PROVIDED TEXT:
Active material for non-aqueous secondary battery, and...

Details Active material for non-aqueous secondary battery, and... Active material for non-aqueous secondary battery, and...

2000-10-18

2004-05-04

Kalafut, Stephen (Department: 1745)

Chemistry: electrical current producing apparatus, product, and

Current producing cell, elements, subcombinations and...

Electrode

C029S623100, C429S223000, C429S224000, C429S231100, C429S231950

Reexamination Certificate

active

06730435

ABSTRACT:

BACKGROUND OF THE INVENTION
1. Field of the Invention
The present invention relates to an active material for non-aqueous secondary battery, and a non-aqueous secondary battery using the same.
2. Description of the Related Art
With the rapid advance of portable and cordless electronic equipment, non-aqueous secondary batteries which can realize smaller size, lighter weight and larger capacity compared with conventional secondary batteries have been developed. Among them, a lithium secondary battery is already put to practical use as power sources; for a portable telephone and a notebook personal computer. Batteries of large size and high output have also been studied as power sources for electric vehicles. Since a non-aqueous electrolyte solution dissolving a supporting salt in a flammable organic solvent; and a flammable polymer electrolyte are used for a non-aqueous secondary battery, needs of safety securing means are increasing along with the tendency of batteries having higher energy density and larger size. Development of an active material having improved safety while maintaining high performance has been earnestly required.
As a method for improving the safety of an active material, studies have been performed actively, for example, a part of nickel of lithiated nickel dioxide used for a cathode is substituted by other element, such as aluminum, and although the safety is improved, there has been a problem of capacity falling.
Moreover, studies for improving the safety of a large-sized battery have been conducted, with using spinel type lithium manganese oxide which is a material having high safety as a cathode active material. However, in case of spinel type lithium manganese oxide, when the charging/discharging at a high temperature is repeated, the capacity falling occurs quickly, namely, there is a problem that a high-temperature cycle characteristic is inferior. In order to improve this point, lithium rich composition (Li/Mn>0.5) or substitution of a part of manganese by other element, such as chromium, is studied, but it results to reduce the already small capacity of 4V region further, thus, the coexistence of the safety and the battery performance is difficult.
The object of the present invention is to solve the above-mentioned problem, and to provide an active material for non-aqueous secondary battery having improved safety with maintaining the capacity and the cycle characteristic, and a non-aqueous secondary battery using the same.
SUMMARY OF THE INVENTION
As a result of extensive studies, the present inventors have found that an active material for non-aqueous secondary battery having improved safety with maintaining the capacity and the cycle characteristic can be obtained by that: the active material is an active material that can be doped/undoped with an alkali metal ion; the active material is a compound particle comprising three or more of constituting elements; and the active material has a region where concentration of one constituting element selected from a specific group is decreasing continuously in the direction of from the particle surface to the particle core; and the ratio of the mean width of this region towards the depth direction to the mean radius of the particle is in a specific range, and accomplished the present invention.

WHAT THIS EXERCISE ASKS:
(1) In the battery patent text, what element is given as an example of one that substitutes for part of the nickel in lithiated nickel dioxide?
(2) Please retype the records from their first line through the line containing "[(218, 267)]", leaving the pictures out of your answer.

[Named-object pointing records]
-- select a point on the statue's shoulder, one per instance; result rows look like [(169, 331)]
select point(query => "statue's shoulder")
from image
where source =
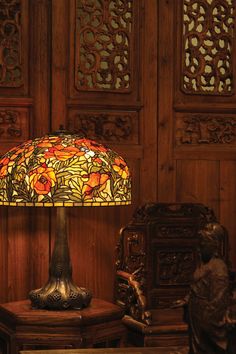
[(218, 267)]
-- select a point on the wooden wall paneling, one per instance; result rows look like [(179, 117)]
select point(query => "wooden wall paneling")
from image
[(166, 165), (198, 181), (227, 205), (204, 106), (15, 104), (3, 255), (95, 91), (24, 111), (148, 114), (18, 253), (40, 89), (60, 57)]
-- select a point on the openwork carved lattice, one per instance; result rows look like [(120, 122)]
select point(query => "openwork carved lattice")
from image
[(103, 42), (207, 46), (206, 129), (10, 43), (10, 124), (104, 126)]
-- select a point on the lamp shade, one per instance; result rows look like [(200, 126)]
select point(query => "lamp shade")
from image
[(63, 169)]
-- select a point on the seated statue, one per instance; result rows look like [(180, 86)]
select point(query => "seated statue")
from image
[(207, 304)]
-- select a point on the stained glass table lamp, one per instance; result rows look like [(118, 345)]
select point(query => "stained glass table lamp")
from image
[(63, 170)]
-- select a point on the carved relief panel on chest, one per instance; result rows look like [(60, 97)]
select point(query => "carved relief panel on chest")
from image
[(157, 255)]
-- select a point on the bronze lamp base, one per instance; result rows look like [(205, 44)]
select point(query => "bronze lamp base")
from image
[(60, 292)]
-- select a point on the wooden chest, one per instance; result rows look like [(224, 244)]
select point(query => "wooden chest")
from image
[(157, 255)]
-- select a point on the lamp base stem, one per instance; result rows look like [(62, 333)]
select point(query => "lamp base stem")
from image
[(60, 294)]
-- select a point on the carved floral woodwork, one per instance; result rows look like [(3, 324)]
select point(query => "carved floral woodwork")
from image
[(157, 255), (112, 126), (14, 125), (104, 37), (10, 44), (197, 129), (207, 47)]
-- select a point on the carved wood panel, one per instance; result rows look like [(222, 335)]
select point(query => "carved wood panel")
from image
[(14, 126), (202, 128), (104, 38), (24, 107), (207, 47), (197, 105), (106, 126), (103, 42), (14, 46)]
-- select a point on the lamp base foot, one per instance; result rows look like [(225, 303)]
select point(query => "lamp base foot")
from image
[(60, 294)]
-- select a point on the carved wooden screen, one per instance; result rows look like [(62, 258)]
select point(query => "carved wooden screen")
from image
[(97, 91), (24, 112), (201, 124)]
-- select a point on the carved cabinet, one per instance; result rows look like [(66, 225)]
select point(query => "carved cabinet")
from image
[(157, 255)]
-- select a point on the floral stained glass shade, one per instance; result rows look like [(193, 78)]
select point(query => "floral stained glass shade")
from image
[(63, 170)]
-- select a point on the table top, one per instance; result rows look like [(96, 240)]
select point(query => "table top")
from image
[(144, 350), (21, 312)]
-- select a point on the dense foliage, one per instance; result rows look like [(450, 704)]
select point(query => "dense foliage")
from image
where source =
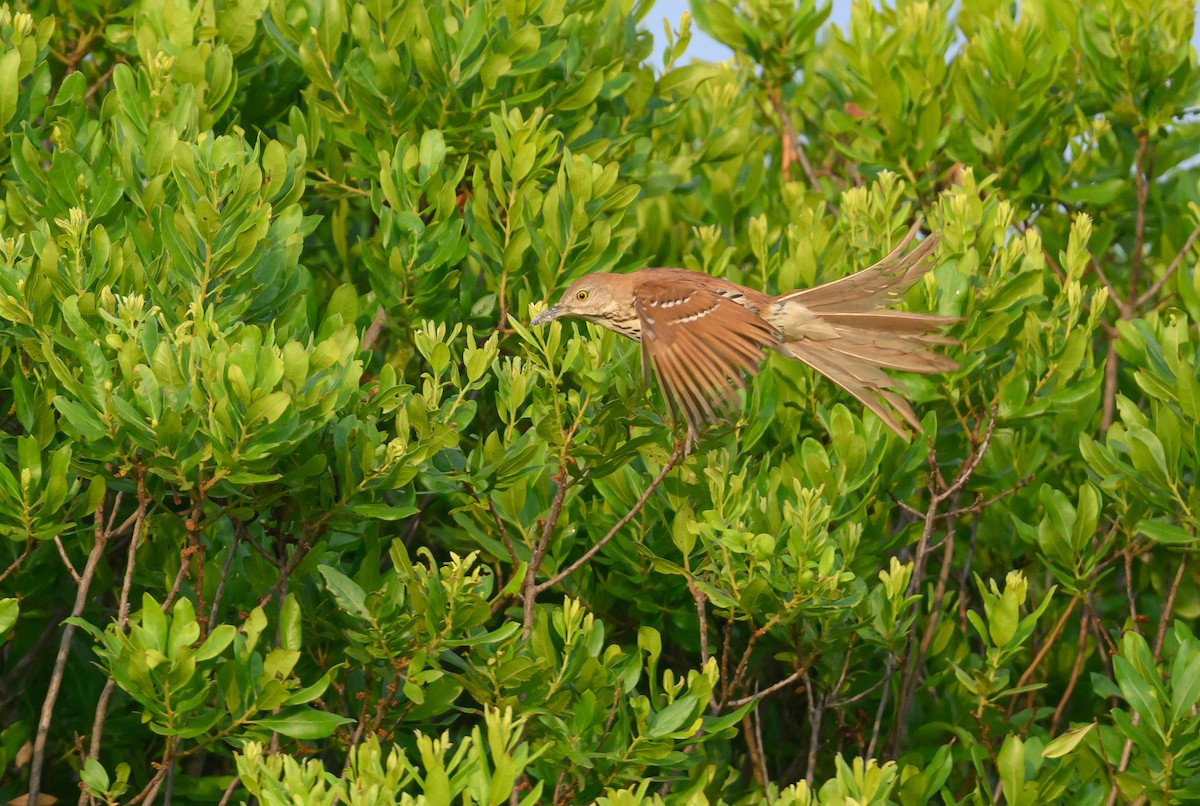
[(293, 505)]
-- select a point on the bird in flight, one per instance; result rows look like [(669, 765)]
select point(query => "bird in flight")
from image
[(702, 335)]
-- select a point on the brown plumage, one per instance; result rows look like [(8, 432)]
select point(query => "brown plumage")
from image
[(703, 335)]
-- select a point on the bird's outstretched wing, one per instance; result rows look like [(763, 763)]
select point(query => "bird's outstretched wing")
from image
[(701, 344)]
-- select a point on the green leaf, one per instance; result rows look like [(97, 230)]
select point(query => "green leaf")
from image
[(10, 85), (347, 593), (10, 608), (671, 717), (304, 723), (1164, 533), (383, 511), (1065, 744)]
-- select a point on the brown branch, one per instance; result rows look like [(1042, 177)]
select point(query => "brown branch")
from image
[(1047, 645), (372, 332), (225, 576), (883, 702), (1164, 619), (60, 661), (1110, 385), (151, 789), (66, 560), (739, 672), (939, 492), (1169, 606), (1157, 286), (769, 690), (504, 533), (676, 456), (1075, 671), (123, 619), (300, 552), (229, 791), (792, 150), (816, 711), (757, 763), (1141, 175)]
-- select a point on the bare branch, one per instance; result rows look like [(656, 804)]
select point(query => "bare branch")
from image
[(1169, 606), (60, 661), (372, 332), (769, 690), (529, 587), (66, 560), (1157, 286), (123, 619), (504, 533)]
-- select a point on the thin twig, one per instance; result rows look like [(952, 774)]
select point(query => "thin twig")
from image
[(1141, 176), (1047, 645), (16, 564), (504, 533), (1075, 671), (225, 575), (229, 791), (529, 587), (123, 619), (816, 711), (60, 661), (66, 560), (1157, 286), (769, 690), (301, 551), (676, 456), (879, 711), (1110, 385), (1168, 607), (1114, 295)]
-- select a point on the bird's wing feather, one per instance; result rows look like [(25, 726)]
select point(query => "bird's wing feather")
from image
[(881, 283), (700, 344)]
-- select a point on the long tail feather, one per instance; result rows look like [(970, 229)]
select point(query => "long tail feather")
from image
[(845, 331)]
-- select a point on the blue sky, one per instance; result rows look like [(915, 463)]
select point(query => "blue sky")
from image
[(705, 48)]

SOLUTIONS BELOW:
(1) Aluminum.

(2)
-- select a point on the statue's shoulder, one per instance; result rows look like [(169, 331)]
select point(query => "statue's shoulder")
from image
where source =
[(218, 267)]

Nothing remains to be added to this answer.